* **Source passage**:
____

AWS Glue monitoring
AWS Glue is a serverless data integration service that makes it easy for analytics users to discover, prepare, move, and integrate data from multiple sources.
Overview
Site24x7 provides real-time monitoring capabilities, enabling you to track the performance and health of your Amazon Glue monitors. The integration provides you with the following two monitors:
Glue Job: Monitors your Extract, Transform, and Load (ETL) jobs and performance.
Glue Crawler: Provides critical insights about your crawler runs and crawler data source.
Use case
Consider that you have an AWS Glue service in which you scheduled or triggered glue jobs manually or in workflows. The job run might fail, time out, encounter an error, or end up in a waiting status causing unexpected issues.
By integrating your AWS Glue with Site24x7, you'll receive notifications for waiting, failed, timed-out, or errored job runs, enabling you to address issues and prevent recurring failures.

____

* **Information provided**:
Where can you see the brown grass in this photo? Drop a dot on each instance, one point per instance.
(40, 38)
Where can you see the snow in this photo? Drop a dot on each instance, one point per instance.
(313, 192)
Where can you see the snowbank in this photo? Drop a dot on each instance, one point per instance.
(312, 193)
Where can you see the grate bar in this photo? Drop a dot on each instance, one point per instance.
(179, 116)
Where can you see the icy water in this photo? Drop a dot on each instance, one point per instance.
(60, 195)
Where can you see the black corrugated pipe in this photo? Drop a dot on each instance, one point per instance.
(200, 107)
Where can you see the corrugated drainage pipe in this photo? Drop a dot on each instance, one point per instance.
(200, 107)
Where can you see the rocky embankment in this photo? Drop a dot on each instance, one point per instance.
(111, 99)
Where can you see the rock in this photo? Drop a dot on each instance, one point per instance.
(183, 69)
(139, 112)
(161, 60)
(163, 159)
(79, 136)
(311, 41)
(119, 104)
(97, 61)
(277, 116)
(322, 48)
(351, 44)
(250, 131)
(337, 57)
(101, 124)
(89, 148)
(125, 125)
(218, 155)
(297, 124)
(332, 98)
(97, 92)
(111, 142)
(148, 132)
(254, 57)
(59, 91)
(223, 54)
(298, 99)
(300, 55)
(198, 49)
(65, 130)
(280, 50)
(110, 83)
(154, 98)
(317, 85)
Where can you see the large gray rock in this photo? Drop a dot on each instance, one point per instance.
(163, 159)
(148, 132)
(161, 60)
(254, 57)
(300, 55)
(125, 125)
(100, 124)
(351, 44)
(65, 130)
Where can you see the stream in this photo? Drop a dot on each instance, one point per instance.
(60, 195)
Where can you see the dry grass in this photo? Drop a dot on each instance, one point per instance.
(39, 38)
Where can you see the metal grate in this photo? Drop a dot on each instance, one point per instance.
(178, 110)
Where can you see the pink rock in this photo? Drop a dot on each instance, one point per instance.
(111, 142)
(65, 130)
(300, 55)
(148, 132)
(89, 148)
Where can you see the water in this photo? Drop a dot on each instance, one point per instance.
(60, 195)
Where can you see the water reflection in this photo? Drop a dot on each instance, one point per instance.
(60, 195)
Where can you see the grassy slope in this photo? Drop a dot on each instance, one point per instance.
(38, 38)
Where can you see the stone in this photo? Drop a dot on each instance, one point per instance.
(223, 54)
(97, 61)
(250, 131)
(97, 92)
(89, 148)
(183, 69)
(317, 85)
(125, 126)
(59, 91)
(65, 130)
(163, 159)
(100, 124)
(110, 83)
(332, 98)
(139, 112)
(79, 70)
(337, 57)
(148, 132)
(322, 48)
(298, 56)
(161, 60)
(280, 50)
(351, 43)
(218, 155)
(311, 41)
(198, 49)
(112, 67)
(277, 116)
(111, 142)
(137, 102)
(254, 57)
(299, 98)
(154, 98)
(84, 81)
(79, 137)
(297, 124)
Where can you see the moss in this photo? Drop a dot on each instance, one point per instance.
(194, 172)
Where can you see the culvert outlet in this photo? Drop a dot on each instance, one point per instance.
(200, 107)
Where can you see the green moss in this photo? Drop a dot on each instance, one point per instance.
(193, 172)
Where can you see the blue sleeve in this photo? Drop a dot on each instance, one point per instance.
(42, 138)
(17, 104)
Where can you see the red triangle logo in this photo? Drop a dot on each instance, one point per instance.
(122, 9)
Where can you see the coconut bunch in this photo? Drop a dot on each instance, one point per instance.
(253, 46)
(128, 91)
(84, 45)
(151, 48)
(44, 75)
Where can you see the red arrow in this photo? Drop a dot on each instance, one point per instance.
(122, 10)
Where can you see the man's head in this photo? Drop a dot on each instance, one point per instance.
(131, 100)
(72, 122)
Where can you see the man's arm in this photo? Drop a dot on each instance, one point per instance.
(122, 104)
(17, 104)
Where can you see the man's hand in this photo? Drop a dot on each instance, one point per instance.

____

* **Required actions**:
**1)** Which two monitors does the Site24x7 integration provide, according to the AWS Glue monitoring text?
**2)** Reproduce the part of the AWS Glue monitoring text that begins at the words "Glue Crawler: Provides" and stops after "causing unexpected issues.".

* **Results in order**:
**1)** Glue Job and Glue Crawler.

**2)**
Glue Crawler: Provides critical insights about your crawler runs and crawler data source.
Use case
Consider that you have an AWS Glue service in which you scheduled or triggered glue jobs manually or in workflows. The job run might fail, time out, encounter an error, or end up in a waiting status causing unexpected issues.